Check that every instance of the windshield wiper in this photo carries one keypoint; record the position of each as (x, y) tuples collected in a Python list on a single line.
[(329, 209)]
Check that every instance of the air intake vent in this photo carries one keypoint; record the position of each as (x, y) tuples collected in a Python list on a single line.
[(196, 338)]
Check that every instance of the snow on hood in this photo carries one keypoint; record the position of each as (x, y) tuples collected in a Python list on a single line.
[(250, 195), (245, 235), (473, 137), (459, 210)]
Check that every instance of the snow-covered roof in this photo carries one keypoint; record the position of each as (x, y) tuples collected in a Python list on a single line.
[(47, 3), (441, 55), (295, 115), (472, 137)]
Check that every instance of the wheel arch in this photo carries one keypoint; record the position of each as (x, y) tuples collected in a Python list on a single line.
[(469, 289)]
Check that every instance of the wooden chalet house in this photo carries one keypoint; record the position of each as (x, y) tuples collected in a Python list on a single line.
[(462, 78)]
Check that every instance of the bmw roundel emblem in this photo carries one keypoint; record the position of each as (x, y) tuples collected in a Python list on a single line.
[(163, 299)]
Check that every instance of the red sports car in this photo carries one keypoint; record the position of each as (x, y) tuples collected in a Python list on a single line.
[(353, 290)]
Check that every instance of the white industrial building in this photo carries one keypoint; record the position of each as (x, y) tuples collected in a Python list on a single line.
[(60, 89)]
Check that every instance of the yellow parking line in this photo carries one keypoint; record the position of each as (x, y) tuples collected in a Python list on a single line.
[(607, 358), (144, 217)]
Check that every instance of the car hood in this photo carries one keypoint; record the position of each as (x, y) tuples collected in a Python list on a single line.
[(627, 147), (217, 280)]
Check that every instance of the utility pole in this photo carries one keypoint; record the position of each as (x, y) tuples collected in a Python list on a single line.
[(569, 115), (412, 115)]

::::::::

• [Directions] Down to the last character, restate every record.

• [Solution to this problem]
Check that every instance of the windshield wiper in this photo carries one keypoint; record the position of each as (x, y) tuples collected in a Python list on a single line.
[(329, 209)]
Check that every instance of the air intake vent in this photo carries one keypoint; record the position of each as (x, y) tuples collected in a Python list on a single line.
[(196, 338)]
Check that every instance of the snow on hood in this photo carries one keypoint; record the position of each as (x, y) tuples collected in a Python list on a single line.
[(250, 195), (245, 235), (473, 137), (459, 210)]
Check that every instance of the snow-covered roof in this photo carries one keypoint; record the position of each as (x, y) tuples collected in a Python list on a single line.
[(47, 3), (441, 55), (295, 115), (472, 137)]
Check that every instance of the wheel arch in this photo carries one keypoint; record the position of each as (x, y) tuples collected in a Python list on a single line.
[(469, 289)]
Check that every instance of the wooden chalet house in this photo carries one keypoint; record the position of each as (x, y) tuples collected in a Python list on a single line.
[(462, 78)]
Check that every instance of the bmw roundel emblem in this photo carries one keypoint; record the position of each as (x, y) tuples collected in a Python list on a single line.
[(163, 299)]
Check that every instance of the red sports car in this photo carries one keypoint; record the position of each as (x, y) tuples collected in a Python list on a single line.
[(353, 290)]
Check that every instance of the white industrial building in this photo carries one keypoint; record the position of each as (x, y) tuples collected in a Python list on a single line.
[(60, 89)]
Check that every instance of the yellow parking line in this photo carries one keypoint; record the position of each as (x, y) tuples collected in a Python list on a single line.
[(607, 358), (144, 217)]
Check that every instance of the car hood in this photo carries one keypoint; record the position of each as (x, y) tuples collected in a Python list on a single line.
[(627, 147), (217, 280)]
Check that every instance of the utility pole in this photo carries one keypoint; record the position of each as (x, y) tuples collected in a Python list on a single line.
[(569, 115), (412, 115)]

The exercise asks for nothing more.